───── Data provided ─────
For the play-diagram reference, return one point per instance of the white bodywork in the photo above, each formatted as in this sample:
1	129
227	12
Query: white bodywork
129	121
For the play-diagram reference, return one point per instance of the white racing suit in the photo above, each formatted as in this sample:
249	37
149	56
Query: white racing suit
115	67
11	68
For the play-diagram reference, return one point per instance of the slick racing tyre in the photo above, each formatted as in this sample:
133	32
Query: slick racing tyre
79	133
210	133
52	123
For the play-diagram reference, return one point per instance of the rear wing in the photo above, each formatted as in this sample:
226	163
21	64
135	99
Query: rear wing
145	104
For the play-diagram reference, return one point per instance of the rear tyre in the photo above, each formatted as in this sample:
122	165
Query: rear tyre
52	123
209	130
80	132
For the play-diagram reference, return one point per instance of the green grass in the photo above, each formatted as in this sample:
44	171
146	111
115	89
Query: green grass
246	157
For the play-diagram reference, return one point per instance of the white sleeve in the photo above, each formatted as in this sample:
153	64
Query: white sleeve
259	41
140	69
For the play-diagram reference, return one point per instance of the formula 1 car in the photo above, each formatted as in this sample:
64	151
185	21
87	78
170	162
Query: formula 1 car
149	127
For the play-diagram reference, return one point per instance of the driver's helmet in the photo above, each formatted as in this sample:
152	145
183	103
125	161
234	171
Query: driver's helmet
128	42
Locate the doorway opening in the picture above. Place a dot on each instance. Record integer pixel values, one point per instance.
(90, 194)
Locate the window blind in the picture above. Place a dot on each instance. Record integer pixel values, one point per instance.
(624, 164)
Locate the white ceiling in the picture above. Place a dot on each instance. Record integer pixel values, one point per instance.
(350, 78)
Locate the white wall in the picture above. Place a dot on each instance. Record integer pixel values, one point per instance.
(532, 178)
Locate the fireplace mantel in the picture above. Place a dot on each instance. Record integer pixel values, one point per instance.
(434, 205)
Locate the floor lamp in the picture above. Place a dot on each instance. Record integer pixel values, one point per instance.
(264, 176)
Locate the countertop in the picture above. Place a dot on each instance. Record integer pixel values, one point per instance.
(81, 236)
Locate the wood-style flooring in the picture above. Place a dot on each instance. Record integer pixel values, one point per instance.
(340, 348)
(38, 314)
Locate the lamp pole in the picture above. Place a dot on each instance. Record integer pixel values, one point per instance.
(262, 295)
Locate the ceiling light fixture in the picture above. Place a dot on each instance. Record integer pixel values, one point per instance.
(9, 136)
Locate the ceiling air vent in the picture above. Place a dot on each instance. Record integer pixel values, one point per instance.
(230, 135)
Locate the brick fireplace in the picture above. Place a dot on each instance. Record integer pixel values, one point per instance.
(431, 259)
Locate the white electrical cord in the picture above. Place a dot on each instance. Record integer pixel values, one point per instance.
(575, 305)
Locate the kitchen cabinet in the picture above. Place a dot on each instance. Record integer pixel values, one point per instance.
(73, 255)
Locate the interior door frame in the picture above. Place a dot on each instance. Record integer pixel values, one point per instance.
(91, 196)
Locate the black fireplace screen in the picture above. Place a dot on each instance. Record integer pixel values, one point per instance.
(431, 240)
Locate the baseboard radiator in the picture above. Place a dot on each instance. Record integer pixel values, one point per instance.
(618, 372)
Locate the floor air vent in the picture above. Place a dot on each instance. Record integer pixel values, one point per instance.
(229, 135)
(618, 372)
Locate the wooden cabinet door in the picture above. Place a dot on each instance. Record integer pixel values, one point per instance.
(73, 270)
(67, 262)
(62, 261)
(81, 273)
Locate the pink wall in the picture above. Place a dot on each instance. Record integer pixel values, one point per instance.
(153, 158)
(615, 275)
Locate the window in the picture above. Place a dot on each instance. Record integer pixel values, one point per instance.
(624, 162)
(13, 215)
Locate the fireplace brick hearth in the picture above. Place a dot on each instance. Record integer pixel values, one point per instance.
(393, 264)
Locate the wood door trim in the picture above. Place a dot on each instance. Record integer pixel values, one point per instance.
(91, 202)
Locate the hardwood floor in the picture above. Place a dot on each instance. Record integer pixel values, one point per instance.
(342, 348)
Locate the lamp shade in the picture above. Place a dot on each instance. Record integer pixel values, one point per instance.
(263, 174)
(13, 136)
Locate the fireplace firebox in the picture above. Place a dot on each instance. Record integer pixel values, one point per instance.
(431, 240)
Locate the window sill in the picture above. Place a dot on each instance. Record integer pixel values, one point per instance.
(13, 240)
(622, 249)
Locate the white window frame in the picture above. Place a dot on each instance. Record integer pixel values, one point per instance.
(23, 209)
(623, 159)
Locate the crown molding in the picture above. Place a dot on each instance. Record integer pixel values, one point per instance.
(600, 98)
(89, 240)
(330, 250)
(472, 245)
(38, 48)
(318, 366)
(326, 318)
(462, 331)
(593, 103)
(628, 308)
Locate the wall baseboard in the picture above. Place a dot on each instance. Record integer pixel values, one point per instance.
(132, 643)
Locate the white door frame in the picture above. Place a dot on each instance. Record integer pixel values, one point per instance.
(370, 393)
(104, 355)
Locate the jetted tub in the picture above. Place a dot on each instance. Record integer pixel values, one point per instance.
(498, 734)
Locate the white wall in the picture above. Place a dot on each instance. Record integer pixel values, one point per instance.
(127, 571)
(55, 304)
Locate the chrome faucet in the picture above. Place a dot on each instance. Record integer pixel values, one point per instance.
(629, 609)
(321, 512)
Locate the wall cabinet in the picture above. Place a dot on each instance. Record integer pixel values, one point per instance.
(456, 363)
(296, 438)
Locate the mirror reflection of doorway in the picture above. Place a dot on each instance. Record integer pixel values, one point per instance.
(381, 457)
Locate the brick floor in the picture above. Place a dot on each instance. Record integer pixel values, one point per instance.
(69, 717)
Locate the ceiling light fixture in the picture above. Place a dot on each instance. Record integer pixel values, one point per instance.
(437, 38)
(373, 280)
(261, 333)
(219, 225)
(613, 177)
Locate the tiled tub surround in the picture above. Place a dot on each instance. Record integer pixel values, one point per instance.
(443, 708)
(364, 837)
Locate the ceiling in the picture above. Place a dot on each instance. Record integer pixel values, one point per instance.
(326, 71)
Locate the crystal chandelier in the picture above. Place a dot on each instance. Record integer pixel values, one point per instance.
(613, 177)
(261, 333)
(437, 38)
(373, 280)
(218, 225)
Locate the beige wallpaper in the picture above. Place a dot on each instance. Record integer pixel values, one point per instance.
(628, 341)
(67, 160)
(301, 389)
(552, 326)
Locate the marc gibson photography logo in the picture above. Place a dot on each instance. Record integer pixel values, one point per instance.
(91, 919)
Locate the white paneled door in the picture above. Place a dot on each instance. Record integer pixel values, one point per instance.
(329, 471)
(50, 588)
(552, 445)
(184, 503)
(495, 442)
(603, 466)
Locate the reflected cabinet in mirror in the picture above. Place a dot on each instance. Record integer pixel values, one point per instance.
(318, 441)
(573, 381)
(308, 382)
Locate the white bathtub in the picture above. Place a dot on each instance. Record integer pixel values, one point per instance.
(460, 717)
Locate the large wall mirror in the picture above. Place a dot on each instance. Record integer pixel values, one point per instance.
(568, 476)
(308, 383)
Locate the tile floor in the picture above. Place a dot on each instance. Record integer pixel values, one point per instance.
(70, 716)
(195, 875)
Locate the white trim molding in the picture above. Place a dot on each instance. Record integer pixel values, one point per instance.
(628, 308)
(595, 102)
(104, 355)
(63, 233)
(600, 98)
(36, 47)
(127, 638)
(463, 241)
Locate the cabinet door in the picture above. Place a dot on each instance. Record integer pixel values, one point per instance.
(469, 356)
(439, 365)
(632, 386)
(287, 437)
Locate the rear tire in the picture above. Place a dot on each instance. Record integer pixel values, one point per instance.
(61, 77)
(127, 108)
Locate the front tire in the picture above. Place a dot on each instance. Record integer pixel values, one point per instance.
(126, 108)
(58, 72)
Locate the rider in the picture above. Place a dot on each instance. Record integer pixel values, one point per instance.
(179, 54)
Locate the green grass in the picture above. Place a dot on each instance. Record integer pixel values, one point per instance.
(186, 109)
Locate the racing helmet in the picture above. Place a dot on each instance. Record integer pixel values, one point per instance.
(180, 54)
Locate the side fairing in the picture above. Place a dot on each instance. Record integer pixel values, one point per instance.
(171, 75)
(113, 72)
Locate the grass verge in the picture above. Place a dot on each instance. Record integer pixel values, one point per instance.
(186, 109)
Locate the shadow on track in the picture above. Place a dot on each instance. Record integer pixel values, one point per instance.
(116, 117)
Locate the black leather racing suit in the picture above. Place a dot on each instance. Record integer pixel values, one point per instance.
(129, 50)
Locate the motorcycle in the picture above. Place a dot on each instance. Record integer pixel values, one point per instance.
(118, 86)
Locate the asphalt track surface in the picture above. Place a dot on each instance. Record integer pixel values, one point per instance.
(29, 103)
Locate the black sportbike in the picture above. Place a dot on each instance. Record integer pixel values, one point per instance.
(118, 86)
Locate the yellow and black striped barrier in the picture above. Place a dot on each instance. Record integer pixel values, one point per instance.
─────
_Work to be completed:_ Repeat exactly the lines above from the line that contains "Locate the racing" through the end. Include both of these ends; leave out everything else.

_The completed task:_
Locate the racing helmet in the picture above. Place a dot on each instance. Record integer pixel values, one point per instance.
(180, 54)
Locate the side fairing in the picture above. Place a dot on each instance. Record integer pixel values, one point per instance.
(171, 75)
(113, 72)
Locate the grass verge in the picture above. Place a dot on each instance. Record integer pixel values, one point per instance.
(186, 109)
Locate the shadow on track in the picture above. Place a dot on each instance. Record integer pixel values, one point per instance.
(116, 117)
Locate the black leather racing suit in the picture above. Place a dot on each instance. Record integer pixel values, one point per instance.
(129, 50)
Locate the motorcycle in the picture above. Place a dot on each instance. Record integer pixel values, one point per instance.
(118, 86)
Locate the asphalt track surface in the picture above. Place a dot on each instance. Record integer pixel values, one point per instance.
(29, 103)
Locate the black sportbike in the picture above. Place a dot on each instance. Record integer pixel values, one point per instance.
(118, 86)
Locate the yellow and black striped barrier in the picture above. Place a dot on each instance. Record integer pixel values, one point per instance.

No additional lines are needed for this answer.